▶ Text section:
*** Block opens ***
PPL connection to MLJ.jl

cscherrer · September 13, 2019, 7:50pm

I’d like to get Soss.jl connected to MLJ.jl. I can imagine a few ways this might work, and thought I could get some input here on what could be most useful as first steps.

I’ll start with a short overview, since Soss works differently than most PPLs. All of this might actually run, but I’m not testing as I go, so for now just consider as pseudocode.

Here’s how one could write a simple linear model:

m = @model (αPrior, βPrior, σPrior, xPrior) begin
    α ~ αPrior
    β ~ βPrior
    σ ~ σPrior
    x ~ xPrior
    yhat = α .+ β .* x
    y ~ Normal(yhat,  σ)
end

In m, (αPrior, βPrior, σPrior, xPrior) are free variables, which for this purpose can be considered as hyperparameters.

One very different thing here is that no data are observed in the definition of a model. That’s separate, as part of inference. All the model knows how to do is reason about relationship between parameters and generate data.

Models are “function-like”, so m(αPrior, βPrior, σPrior, xPrior) gives us a thing I’m currently calling a BoundModel, but I’ll probably change that name at some point. It’s really more like a joint distribution. Inference methods in Soss take a joint distribution, values for a subset of the variables, and an sampling algorithm. There are different kinds of these, but for now I’ll focus on the ones that return a sample from the posterior.

A “sample” for me will be an iterator (it’s not this yet, but that’s where things are going). So for example something like

joint = m(αPrior, βPrior, σPrior, xPrior)
post = sample(joint, (x=x0,))

Soss makes it easy (or easier, anyway) to reason about models, so for example it should be easy to turn the above into something like

mPred = @model(α, β, σ, x) = begin
    yhat = α .+ β .* x
    return Normal(yhat,  σ)
end

From there it’s just a matter of piping the inference results into this prediction.

A lot of this could change. Maybe m should be a closure over hyperparameters with an inner model taking x input? Lots and lots of possibilities. And for a given model, I’d probably have a macro

@mlj_supervised m x y

to set up the predictive distribution and the type MLJ methods in the right way.

@oxinabox, you had mentioned a need for this sort of thing. What’s a simple use case that would be useful to you?

cscherrer · September 13, 2019, 10:00pm

More generally, here are constrains on Soss models

arguments can be any Julia object: Float64, Distribution, Function, Soss/Turing/Gen Model, you name it
For now the semantics are very simple. Each line is just x = rhs or x ~ rhs
For assignments, rhs can be anything. For ~, the type of rhs should support whatever methods are needed by the inference, typically rand and logpdf
There’s an optional return value. If it’s not there, the return is the NamedTuple of all ~ values
Inference methods may change or remove the return value. For example, logpdf of a model is always a Real
Yes, rhs can be a Model! Check it out:

julia> m = @model begin
           a ~ @model begin
               x ~ Normal()
               y ~ Normal()
               return x/y
           end
       end;

julia> rand(m)
(a = 0.03461737882946257,)

OTOH some of the semantics of this still need to be pinned down better.
*** Block closes ***
▶ Data excerpts:
*** Block opens ***
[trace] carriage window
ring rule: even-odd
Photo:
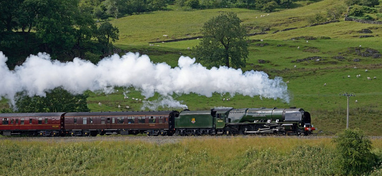
[[[139,121],[138,122],[140,124],[144,124],[145,123],[145,118],[146,118],[146,117],[144,117],[144,116],[140,116],[140,117],[139,117]]]
[[[3,119],[3,125],[8,125],[8,119],[4,118]]]
[[[124,116],[120,116],[117,118],[117,119],[118,120],[118,124],[123,124],[124,123],[124,121],[125,120]]]
[[[133,124],[134,123],[134,120],[135,119],[135,117],[133,116],[129,116],[127,117],[127,123],[128,124]]]
[[[149,119],[149,123],[150,124],[155,124],[155,117],[154,116],[150,116],[150,119]]]

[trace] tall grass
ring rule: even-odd
[[[334,146],[328,138],[190,137],[162,144],[3,140],[0,146],[4,175],[336,174]]]

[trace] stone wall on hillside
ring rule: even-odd
[[[361,23],[382,24],[382,21],[365,20],[363,19],[354,19],[354,18],[348,17],[345,17],[345,21],[354,21],[354,22],[360,22]]]

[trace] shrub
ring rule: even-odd
[[[371,152],[371,141],[359,129],[346,129],[334,139],[336,144],[336,164],[341,174],[361,175],[370,172],[378,165]]]
[[[308,16],[307,20],[309,24],[313,24],[326,21],[326,17],[322,13],[317,12],[314,15]]]

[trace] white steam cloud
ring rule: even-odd
[[[147,108],[150,110],[155,110],[158,109],[158,107],[159,107],[182,109],[187,109],[188,108],[187,105],[182,104],[181,102],[174,100],[171,96],[163,96],[154,101],[144,101],[143,106],[142,106],[141,109],[144,110]]]
[[[131,52],[105,57],[97,65],[79,58],[61,63],[39,53],[31,55],[13,71],[6,64],[7,59],[0,51],[0,98],[11,101],[22,91],[31,96],[43,96],[44,91],[58,86],[81,94],[88,90],[107,93],[114,86],[132,86],[141,89],[146,98],[155,92],[165,96],[195,93],[209,97],[216,92],[289,102],[286,84],[281,77],[271,79],[263,72],[243,73],[241,69],[227,67],[207,69],[195,63],[195,58],[183,56],[174,68],[165,63],[154,64],[147,55]]]

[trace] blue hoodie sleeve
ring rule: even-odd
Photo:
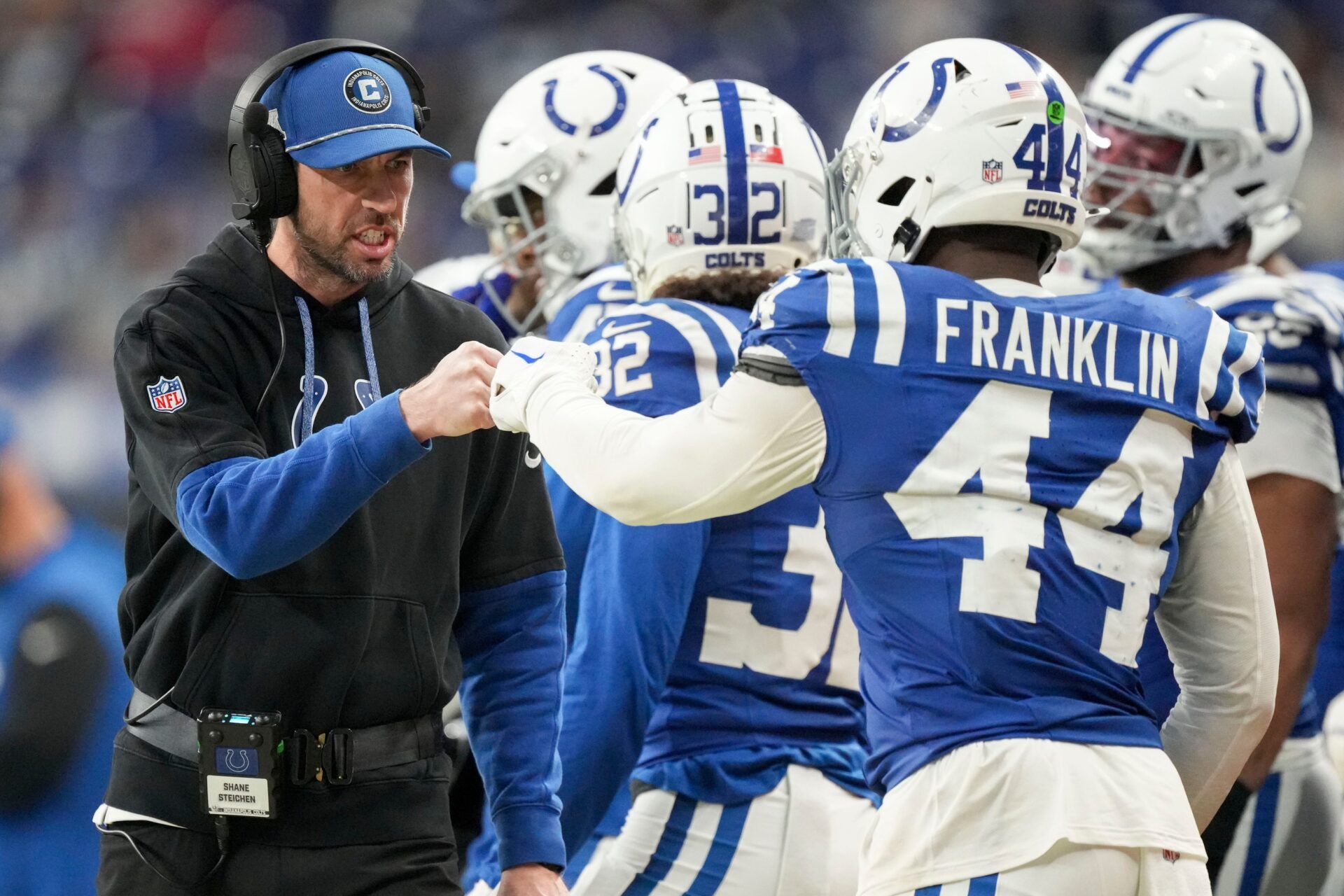
[[[462,717],[499,837],[499,866],[564,865],[560,840],[560,668],[564,571],[462,591]]]
[[[336,533],[388,480],[429,453],[401,390],[267,458],[207,463],[177,486],[177,525],[235,579],[278,570]]]
[[[551,496],[555,535],[559,536],[560,549],[564,551],[566,641],[574,643],[574,626],[579,621],[579,583],[583,582],[583,564],[587,562],[597,508],[566,485],[550,463],[543,463],[542,467],[546,473],[546,490]]]
[[[708,537],[708,521],[630,527],[597,514],[574,650],[564,666],[560,822],[570,856],[597,829],[638,762]]]

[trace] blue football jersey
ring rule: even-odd
[[[762,296],[754,347],[825,419],[874,786],[980,740],[1160,747],[1136,657],[1177,525],[1255,430],[1255,340],[1138,290],[1005,297],[844,259]]]
[[[618,308],[587,337],[598,391],[650,416],[696,404],[731,373],[747,318],[681,300]],[[598,513],[559,746],[571,853],[630,768],[715,803],[770,791],[789,764],[871,797],[843,588],[808,488],[689,524]]]
[[[589,274],[566,298],[546,325],[546,337],[582,343],[598,320],[634,302],[634,286],[625,265],[607,265]]]
[[[1313,287],[1310,277],[1284,278],[1253,266],[1184,281],[1167,294],[1192,298],[1232,326],[1257,336],[1263,347],[1265,387],[1271,392],[1320,399],[1329,412],[1335,445],[1344,445],[1344,364],[1340,359],[1344,317],[1333,294]],[[1163,720],[1180,689],[1167,645],[1156,627],[1148,633],[1142,657],[1148,701]],[[1321,707],[1314,688],[1308,686],[1292,736],[1309,737],[1320,729]]]

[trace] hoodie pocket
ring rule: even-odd
[[[224,595],[192,650],[179,705],[280,711],[325,731],[414,719],[434,708],[439,672],[425,607],[375,596]]]

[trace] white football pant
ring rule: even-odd
[[[665,790],[634,798],[574,896],[853,896],[876,810],[820,771],[789,766],[770,793],[734,806]]]

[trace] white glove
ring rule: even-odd
[[[527,402],[536,387],[559,377],[595,392],[597,355],[583,343],[554,343],[524,336],[500,359],[491,383],[491,416],[507,433],[527,431]]]

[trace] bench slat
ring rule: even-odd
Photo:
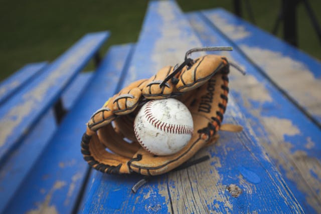
[[[108,38],[108,32],[88,34],[0,107],[0,162],[57,101]]]
[[[94,72],[81,73],[62,95],[65,108],[70,110],[93,76]],[[0,213],[19,188],[57,130],[53,108],[37,122],[20,146],[7,159],[0,170]],[[26,160],[28,160],[28,161]]]
[[[125,82],[149,77],[163,66],[181,63],[188,49],[199,46],[200,42],[174,1],[151,2]],[[135,194],[131,188],[141,176],[97,173],[82,213],[302,212],[257,145],[233,98],[230,100],[225,121],[243,125],[245,130],[221,132],[217,145],[196,155],[209,155],[209,160],[152,177]],[[243,190],[237,197],[226,190],[233,184]]]
[[[26,65],[0,83],[0,106],[18,90],[28,84],[43,71],[47,65],[46,62]]]
[[[93,72],[81,73],[71,83],[71,85],[66,90],[62,96],[62,102],[65,109],[67,110],[71,109],[73,105],[79,99],[79,97],[75,96],[75,94],[80,94],[84,90],[86,89],[86,87],[80,86],[87,85],[91,80],[94,74]]]
[[[88,170],[80,147],[85,124],[118,88],[132,48],[123,45],[110,49],[82,97],[62,121],[7,206],[8,213],[70,213],[77,206]],[[19,206],[17,201],[20,201]]]
[[[319,61],[223,9],[204,14],[321,129]]]
[[[24,178],[57,130],[54,112],[50,109],[41,118],[21,146],[10,155],[0,171],[0,213],[19,189]]]
[[[230,45],[201,13],[187,17],[204,46]],[[242,76],[231,68],[230,92],[250,121],[258,143],[273,159],[304,211],[319,212],[321,132],[237,49],[223,54],[247,72]]]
*** Block closes ***
▶ How to complete this task:
Continue the forum thread on connecting Soss.jl to MLJ.jl, starting after its last sentence. The data above are separate from the forum thread and are not part of it.

▶ Answer section:
Finally, it may help to think of a Model as a generalization of a Distribution. We will have ways to convert between the two.

oxinabox · September 14, 2019, 10:51pm

A simple example that might be useful to me;
with the Iris dataset with fields: petal length, petal width, sepal length, sepal width and species.
lets say I would like to provide as input the last 4,
and get back a distribution estimate for the petal length.

And that I would be willing to provide what ever kinds of statements about naive guesses at the distributions you need. E.g. that petal length, petal width, sepal length, sepal width are multivariate normal when conditioned on species

cscherrer · September 15, 2019, 5:31pm

Thanks! This is a fun example.

We could have the measurements as a single MvNormal, which would require passing observed data as including missing values. I have ideas for this, but we’re not there yet.

There’s also a much easier problem tat we just haven’t gotten to yet, which is implementing transforms for array-valued distributions. Both TransformVariables.jl and Bijectors.jl can do this, it’s just a matter of being able to infer the support at compile time and getting everything connected properly. I expect we’ll be there within a week or so. So you’d normally use an LKJ prior for covariance, but we need to be able to parameterize it with ℝⁿ.

Anyway, I think I wasn’t very clear in my question. Soss is pretty flexible, maybe think of it as

Soss : Stan :: Flux : Keras

Models in Soss are first-class and “function-like”, so there are lots of ways we could set this up. But for MLJ we need things pinned down, at least a little more.

I just added a new blog post about the interface. I think predictive will be useful for MLJ connectivity, just a matter of making it a little more concrete.

The MLJ interface looks like this:

MLJBase.fit(model::SomeSupervisedModel, verbosity::Integer, X, y) -> fitresult, cache, report
MLJBase.predict(model::SomeSupervisedModel, fitresult, Xnew) -> yhat

We’re moving toward an iterator interface, but the more I think about it I think it will be easier with a fixed sample form the posterior, at least to start.

So…

I guess we’ll need to wrap things in a mutable struct
fitresult is “the learned parameters”, so that’s the posterior sample of the parameters
Not sure about cache
report can have sampler diagnostics

A lot of supervised models look something like this:

julia> m = @model X begin
           β ~ foo()
           y ~ bar(X,β)
       end;

I think we could have something like

mutable struct MLJmodel <: MLJ.Probabilistic
    sampler #function that can do MCMC
    m :: Soss.Model
    X :: Symbol
    y :: Symbol
end

Then fit would be

function fit(mljModel, verbosity, X, y)
    # This line is wrong, we'll need to grab the right NamedTuple keys
    (samples, report) = mljModel.sampler(mljModel.m(X=X), (y=y,))
    cache = ...
    (samples, cache, report)
end

For prediction, I think we’ll need another wrapper:

struct MLJpredictor <: Distributions.Sampleable
    pred :: Soss.Model
    Xrow :: Matrix
    βs   :: Vector{NamedTuple}
end

function Base.rand(p::MLJpredictor)
    β = rand(p.βs)

    # This line is wrong, we'll need to grab the right NamedTuple keys
    rand(p.pred(X=p.Xrow, β=β))
end

Then prediction would be

function predict(mljModel,βs,Xnew)
    pred = predictive(mljModel.m, mljModel.X)
    [MLJpredictor(pred, Xrow, βs) for Xrow in eachrow(Xnew)]
end

I might be missing some fine points, but I think something along these lines can work. Any thoughts?

ablaom · September 16, 2019, 3:39am

Thanks for that.

Regarding the mysterious “cache”.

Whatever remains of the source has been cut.